>> begin EXCERPTED PASSAGE

= List of Heavenly Delusion characters =

The Heavenly Delusion manga series features an extensive cast of characters created by Masakazu Ishiguro.

==Main==
===Maru===

Maru (マル) is a 15-year-old boy who is traveling together with Kiruko. He is skilled in martial arts.

===Kiruko===

Kiruko (キルコ) is a young woman around 18 to 20 years old who travels with Maru. She is searching for both the doctor who performed an operation on her and a friend she knew.

====Kiriko Takehaya====

Kiriko Takehaya (竹早 桐子, Takehaya Kiriko) is Haruki's older sister who raced electric cars in Tokyo.

====Haruki Takehaya====

Haruki Takehaya (竹早 春希, Takehaya Haruki) is Kiriko's younger brother who looks up to Robin Inazaki.

==Takahara Academy==
===Tokio===

Tokio (トキオ) is part of the second generation of children living at the Takahara Academy facility on Izukunoe Island. She is a young girl who lives in a facility isolated from the outside world. She has a similar appearance as Maru.

===Kona===

Kona (コナ) is part of the first generation of children living at the Takahara Academy facility on Izukunoe Island.He is the oldest of the facility children who is a talented artist, although his drawings seem peculiar.

>> end EXCERPTED PASSAGE

### [PROBLEM 1]
Reproduce the entire Heavenly Delusion character list word for word.
The character list and the listing have no connection to each other.

>> begin RECORD SET

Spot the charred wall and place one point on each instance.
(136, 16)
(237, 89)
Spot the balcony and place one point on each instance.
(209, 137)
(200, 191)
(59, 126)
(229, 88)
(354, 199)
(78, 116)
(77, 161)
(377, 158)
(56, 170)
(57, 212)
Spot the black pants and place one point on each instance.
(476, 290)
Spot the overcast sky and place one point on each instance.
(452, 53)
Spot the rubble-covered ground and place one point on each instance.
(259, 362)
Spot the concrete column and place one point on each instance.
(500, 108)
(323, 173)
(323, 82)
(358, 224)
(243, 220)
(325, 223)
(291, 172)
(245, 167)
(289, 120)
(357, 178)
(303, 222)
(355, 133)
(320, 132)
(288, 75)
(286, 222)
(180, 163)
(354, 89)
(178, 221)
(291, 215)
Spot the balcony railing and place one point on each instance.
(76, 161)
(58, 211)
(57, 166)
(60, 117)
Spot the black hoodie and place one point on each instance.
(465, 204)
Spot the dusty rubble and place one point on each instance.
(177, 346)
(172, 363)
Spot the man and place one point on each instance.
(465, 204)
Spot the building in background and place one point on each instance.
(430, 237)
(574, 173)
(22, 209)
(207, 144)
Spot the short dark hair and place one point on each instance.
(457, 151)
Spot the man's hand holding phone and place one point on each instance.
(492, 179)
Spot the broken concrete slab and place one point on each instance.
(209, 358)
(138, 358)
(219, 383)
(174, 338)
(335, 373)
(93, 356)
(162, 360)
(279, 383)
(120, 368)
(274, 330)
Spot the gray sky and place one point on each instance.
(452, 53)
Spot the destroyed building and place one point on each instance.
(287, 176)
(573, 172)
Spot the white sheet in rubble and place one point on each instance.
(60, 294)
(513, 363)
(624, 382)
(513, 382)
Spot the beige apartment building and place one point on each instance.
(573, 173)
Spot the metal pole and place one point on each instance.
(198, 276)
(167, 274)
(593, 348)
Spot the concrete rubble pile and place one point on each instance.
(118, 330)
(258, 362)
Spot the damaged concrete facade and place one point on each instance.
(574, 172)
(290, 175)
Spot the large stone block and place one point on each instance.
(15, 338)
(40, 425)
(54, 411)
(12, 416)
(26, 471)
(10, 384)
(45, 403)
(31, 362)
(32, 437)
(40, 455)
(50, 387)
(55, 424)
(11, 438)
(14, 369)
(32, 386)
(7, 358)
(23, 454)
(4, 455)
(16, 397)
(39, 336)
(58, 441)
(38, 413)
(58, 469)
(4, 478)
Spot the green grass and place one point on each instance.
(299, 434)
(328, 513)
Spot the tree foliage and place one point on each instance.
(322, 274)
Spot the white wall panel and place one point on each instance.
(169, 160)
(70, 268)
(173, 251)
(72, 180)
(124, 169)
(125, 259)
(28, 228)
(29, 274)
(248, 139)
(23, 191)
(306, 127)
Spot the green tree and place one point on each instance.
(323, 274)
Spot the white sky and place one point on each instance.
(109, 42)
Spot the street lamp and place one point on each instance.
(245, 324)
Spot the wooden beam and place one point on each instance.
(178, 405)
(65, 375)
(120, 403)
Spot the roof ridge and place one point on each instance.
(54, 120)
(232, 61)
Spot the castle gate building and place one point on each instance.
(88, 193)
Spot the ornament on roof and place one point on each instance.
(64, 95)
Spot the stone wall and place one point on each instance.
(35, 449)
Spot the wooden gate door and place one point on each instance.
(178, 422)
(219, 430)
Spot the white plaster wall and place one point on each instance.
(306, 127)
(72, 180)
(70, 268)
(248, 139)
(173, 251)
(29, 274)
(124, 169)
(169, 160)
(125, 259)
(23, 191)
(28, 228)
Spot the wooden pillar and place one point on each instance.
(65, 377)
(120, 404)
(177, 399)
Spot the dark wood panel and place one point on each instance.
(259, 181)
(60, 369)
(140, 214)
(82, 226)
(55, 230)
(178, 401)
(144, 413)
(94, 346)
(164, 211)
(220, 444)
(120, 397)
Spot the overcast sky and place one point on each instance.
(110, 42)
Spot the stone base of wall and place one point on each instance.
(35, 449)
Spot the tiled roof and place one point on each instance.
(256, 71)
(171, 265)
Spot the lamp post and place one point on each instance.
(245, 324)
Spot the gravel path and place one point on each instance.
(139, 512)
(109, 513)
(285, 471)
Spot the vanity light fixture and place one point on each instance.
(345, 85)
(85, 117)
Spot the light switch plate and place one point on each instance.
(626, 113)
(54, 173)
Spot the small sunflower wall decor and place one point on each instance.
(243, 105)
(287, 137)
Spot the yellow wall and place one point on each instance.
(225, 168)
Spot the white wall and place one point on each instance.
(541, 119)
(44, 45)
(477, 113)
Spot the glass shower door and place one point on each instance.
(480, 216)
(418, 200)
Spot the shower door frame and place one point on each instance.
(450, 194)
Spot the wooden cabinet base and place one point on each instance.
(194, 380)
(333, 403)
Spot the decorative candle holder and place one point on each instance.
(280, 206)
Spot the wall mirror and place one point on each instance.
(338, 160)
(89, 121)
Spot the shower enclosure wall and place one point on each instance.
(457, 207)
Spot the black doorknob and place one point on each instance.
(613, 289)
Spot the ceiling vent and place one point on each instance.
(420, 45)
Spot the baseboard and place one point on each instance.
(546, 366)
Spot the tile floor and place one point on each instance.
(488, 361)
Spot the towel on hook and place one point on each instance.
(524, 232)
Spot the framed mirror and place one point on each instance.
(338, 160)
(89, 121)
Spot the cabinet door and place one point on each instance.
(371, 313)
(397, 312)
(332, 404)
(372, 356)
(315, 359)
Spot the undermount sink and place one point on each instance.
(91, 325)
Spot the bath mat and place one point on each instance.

>> end RECORD SET

### [PROBLEM 2]
Rewrite the listing from the line containing "Spot the towel" through the end of the listing, inclusive, replacing "framed mirror" with "wall mirror" and changing nothing else. Return only those lines.

### [TASK RESPONSE 1]
= List of Heavenly Delusion characters =

The Heavenly Delusion manga series features an extensive cast of characters created by Masakazu Ishiguro.

==Main==
===Maru===

Maru (マル) is a 15-year-old boy who is traveling together with Kiruko. He is skilled in martial arts.

===Kiruko===

Kiruko (キルコ) is a young woman around 18 to 20 years old who travels with Maru. She is searching for both the doctor who performed an operation on her and a friend she knew.

====Kiriko Takehaya====

Kiriko Takehaya (竹早 桐子, Takehaya Kiriko) is Haruki's older sister who raced electric cars in Tokyo.

====Haruki Takehaya====

Haruki Takehaya (竹早 春希, Takehaya Haruki) is Kiriko's younger brother who looks up to Robin Inazaki.

==Takahara Academy==
===Tokio===

Tokio (トキオ) is part of the second generation of children living at the Takahara Academy facility on Izukunoe Island. She is a young girl who lives in a facility isolated from the outside world. She has a similar appearance as Maru.

===Kona===

Kona (コナ) is part of the first generation of children living at the Takahara Academy facility on Izukunoe Island.He is the oldest of the facility children who is a talented artist, although his drawings seem peculiar.

### [TASK RESPONSE 2]
Spot the towel on hook and place one point on each instance.
(524, 232)
Spot the wall mirror and place one point on each instance.
(338, 160)
(89, 121)
Spot the cabinet door and place one point on each instance.
(371, 313)
(397, 312)
(332, 404)
(372, 356)
(315, 359)
Spot the undermount sink and place one point on each instance.
(91, 325)
Spot the bath mat and place one point on each instance.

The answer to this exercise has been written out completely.